ABOUT THIS EXERCISE:
Write the next part of the piece on Ken Wilber below, starting right after its last sentence.

He objects to the irrationally tinged caricature of spirituality that one too
often finds in New Age circles, which conflate spirituality with narcissism and
“spiritual materialism.”[6]
On the other hand, he is also fiercely critical of Western dogmas (humanism and
scientism) that insist that reason is our highest possible human attainment.
One could say that his mission is to find ways to re-introduce authentic mystic
spirituality into Western culture, to rehabilitate the spirit and the
individual in an academically sound manner.
Many today
are extremely taken with Jung—Wilber isn’t. Many have taken up with
Freud—Wilber hasn’t. Many place their hope in holism—Wilber doesn’t. Many would
see the intellect as the villain of the drama—Wilber won’t. He even dares to
openly object to such popular conceptions as “there’s no such thing as chance,”
“we create our own reality,” “we cause our own illnesses (and are capable of
healing ourselves),” “we need to be less in the mind and more in the body,”
statements that have come to acquire the status of religious dogma in the world
of the New Age. Wilber sees these notions as twisted interpretations of the
profound insights of the spiritual traditions, distortions that urgently need
to be corrected.
Works Cited
Visser,
Frank. Ken Wilber: Thought as Passion. Albany , NY :
SUNY Press. 2003.
[1] He and
his late wife, Treya, were devotees of the late Kalu Rinpoche.
[2] From now
on, I’m going to remember Wilber when I drag my lazy bones to the gym to lift
weights.
[3] It helps
when Jim Fadiman compares you to William James, John White calls you “the long-sought
Einstein of consciousness research,” and Jean Houston says, “Wilber might well
do for consciousness what Freud did for psychology. (He was only 21 when he
wrote the book; it took two years to find a publisher.)
[4] Wilber’s
sandal dust has been translated into more than thirty languages, making him the
most translated American author of academic books (Visser, 3). Amazingly, every
one of Wilber’s books is still in print, and Shambhala Publications has
published his collected works, making him the first philosopher in history to
have his collected works published while he is still alive.

DATA PROVIDED:

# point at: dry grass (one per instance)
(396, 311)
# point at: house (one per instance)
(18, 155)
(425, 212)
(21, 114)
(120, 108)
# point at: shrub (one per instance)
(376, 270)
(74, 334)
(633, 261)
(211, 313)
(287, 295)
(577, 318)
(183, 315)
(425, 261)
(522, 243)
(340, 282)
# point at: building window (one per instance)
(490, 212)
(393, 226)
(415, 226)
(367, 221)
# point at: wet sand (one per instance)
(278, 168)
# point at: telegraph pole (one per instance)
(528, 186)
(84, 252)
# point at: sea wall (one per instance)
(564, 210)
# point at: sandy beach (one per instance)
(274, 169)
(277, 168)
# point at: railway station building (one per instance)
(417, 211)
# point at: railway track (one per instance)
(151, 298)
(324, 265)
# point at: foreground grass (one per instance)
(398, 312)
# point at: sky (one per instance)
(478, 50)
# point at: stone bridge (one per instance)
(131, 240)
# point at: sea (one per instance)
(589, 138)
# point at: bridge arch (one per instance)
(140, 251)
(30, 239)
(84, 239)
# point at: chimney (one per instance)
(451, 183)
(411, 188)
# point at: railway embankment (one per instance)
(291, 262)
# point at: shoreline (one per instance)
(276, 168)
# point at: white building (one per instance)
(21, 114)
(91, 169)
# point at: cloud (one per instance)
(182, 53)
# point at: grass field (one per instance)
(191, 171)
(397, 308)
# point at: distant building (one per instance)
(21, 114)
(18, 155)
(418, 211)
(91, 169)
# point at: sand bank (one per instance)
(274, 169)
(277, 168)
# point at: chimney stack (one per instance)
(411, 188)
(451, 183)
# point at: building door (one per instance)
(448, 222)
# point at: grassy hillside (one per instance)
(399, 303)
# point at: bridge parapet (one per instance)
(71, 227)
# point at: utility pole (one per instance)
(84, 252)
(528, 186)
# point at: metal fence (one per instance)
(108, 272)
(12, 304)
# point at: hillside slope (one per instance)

OUTPUT FOR THIS TASK:
[5] I wrote
an essay, “Zombies Need Not Apply,” that critiques this bogus misunderstanding
of Eastern (particularly Buddhist) philosophy—which most practitioners (and not
a few gurus) are prone to suffer.
[6] Wilber
regards the narcissism of the Boomer generation and the nihilism of postmodern
philosophy as two sides of the same coin. (Ibid. 41).
[7] Wilber
has written, “I am always surprised at the common perception that I am
recommending an intellectual approach to spirituality, when that is the
opposite of my view. Just because an author writes, say, a history of dancing,
does not mean that the author is advocating that people stop dancing and merely
read about it instead.”
[8] After
the publication of Spectrum of Consciousness, Wilber toured the
consciousness studies circuit, giving public talks and workshops. After a year
of this, he realized he could continue talking about what he had already
written, which he already saw as incomplete and even flawed, or he could devote
himself to new discoveries and new books. He quit giving lectures and he only
rarely agrees to be interviewed. He does readily respond to academic
criticisms, either online or in journals.